■ **Source extract**:
++++++

Comment #3: I told you his picture looked creepy.

Happily, mom lived, it wasn’t the digital age and they managed to get married. Oddly enough, they never played tennis again. However, about a year later, my dad’s best friend was telling the story about mom applying for a job at that bar. He was recounting dad’s lewd comment and the air left the room as everyone caught sight of mom’s face. Apparently, that was news to her. She had no idea she’d married the jerk.

Mom’s Twitter Account: Ya’ll aren’t even going to believe this one. #MyHusbandIsAPervert

Sometimes, even when the universe is stacked against two people, and they seem to be actively conspiring against themselves, love manages to find a way.

I have an 11 year old male living under my roof. I know intellectually that I birthed this child but he wears men’s sizes, has hair growing over his lip and he is gigantic. The child I gave birth to looked like this:

Isn’t he cute? He is only one day old here and he looks perfect. I was in labor 29 hours and then pushed for two.He came out looking like a c-section baby. My daughter on the other hand WAS a c-section baby and came out looking like she’d been through war. I’ll write about her another day.

++++++

■ **Data extracts**:
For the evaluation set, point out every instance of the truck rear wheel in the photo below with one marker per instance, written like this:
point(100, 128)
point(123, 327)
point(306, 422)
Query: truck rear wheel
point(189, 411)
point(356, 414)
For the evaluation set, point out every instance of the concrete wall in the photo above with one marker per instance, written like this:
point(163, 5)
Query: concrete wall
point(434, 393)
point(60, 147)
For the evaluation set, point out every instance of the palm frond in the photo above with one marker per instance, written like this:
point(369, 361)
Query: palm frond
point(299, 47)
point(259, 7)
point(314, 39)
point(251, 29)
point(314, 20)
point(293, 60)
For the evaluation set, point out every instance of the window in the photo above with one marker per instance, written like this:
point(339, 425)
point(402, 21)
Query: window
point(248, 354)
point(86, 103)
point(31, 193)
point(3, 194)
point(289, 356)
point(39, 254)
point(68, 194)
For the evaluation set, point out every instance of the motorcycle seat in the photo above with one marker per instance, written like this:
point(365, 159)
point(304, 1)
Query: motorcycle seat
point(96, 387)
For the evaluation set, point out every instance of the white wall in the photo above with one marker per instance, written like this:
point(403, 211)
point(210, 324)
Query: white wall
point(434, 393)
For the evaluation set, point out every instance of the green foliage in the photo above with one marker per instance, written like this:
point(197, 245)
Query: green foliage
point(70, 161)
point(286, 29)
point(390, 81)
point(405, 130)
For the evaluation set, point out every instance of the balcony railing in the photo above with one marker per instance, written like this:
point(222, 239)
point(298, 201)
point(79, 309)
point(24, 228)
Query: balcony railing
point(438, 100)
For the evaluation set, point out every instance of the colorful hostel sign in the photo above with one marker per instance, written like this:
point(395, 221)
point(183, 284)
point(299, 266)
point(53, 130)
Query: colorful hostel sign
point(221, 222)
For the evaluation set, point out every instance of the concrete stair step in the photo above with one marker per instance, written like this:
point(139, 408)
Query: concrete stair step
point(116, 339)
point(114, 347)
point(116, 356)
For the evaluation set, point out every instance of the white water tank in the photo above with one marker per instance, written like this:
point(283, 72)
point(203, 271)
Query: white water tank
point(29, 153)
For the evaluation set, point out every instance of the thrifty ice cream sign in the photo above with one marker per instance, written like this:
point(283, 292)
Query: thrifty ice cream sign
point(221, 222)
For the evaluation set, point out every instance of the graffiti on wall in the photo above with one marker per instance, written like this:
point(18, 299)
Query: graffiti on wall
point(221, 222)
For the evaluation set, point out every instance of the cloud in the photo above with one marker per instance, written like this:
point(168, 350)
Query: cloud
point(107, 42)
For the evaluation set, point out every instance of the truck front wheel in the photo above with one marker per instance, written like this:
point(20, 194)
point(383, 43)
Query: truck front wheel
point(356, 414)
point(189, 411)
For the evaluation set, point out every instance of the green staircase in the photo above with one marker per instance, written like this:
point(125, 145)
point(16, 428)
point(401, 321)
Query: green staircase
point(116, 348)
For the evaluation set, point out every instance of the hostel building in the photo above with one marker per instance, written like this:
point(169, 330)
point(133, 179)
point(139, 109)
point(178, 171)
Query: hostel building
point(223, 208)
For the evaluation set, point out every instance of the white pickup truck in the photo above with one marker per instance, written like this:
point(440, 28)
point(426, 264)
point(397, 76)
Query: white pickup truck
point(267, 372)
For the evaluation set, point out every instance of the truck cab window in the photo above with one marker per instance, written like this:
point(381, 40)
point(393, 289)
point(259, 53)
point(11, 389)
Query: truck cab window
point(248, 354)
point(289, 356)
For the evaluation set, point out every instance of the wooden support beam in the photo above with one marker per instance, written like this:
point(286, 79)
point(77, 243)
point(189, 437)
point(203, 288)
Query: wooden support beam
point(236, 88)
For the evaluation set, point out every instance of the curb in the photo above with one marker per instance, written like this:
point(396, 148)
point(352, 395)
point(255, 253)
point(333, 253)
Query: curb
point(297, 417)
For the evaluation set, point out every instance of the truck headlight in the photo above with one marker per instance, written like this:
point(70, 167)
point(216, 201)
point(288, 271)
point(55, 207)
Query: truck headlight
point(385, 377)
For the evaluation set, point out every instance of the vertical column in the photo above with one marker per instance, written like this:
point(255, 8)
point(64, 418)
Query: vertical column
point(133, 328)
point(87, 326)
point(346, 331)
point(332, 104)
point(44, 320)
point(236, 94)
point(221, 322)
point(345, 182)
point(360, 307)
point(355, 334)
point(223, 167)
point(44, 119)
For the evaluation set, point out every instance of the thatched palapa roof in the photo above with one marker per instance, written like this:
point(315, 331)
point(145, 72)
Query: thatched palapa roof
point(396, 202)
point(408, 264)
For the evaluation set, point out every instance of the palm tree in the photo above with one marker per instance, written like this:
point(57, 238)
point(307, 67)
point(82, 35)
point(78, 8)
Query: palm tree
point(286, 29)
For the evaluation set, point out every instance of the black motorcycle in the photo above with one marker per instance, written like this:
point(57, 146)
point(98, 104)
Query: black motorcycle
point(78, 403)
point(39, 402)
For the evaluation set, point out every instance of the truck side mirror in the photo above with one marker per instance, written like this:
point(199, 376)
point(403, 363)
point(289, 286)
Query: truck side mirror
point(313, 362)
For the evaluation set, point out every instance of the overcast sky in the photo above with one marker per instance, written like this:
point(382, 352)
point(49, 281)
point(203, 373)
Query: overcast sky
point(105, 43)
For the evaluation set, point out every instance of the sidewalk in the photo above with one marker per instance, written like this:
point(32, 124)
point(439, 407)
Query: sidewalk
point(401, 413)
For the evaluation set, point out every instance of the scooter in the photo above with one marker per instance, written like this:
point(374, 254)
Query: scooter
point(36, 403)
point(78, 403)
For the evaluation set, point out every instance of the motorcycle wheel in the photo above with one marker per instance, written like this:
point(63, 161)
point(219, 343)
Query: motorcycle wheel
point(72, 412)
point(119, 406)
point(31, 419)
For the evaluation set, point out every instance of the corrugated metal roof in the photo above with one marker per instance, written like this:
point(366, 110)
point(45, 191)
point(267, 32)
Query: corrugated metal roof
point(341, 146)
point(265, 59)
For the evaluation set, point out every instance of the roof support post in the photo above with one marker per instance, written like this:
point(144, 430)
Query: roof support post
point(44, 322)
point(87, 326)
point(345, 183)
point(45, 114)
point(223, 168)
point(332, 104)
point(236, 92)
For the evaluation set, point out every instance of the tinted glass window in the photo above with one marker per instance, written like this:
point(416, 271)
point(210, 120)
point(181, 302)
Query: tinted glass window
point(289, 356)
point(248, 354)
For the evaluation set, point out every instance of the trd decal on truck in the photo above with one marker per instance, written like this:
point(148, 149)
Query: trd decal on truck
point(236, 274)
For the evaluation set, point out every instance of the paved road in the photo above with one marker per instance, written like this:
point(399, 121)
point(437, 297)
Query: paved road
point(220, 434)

++++++

■ **Instructions for the task**: In the excerpt about the writer's parents and son, how long was the writer in labor with the son before pushing?

■ **Completed exercise**: 29 hours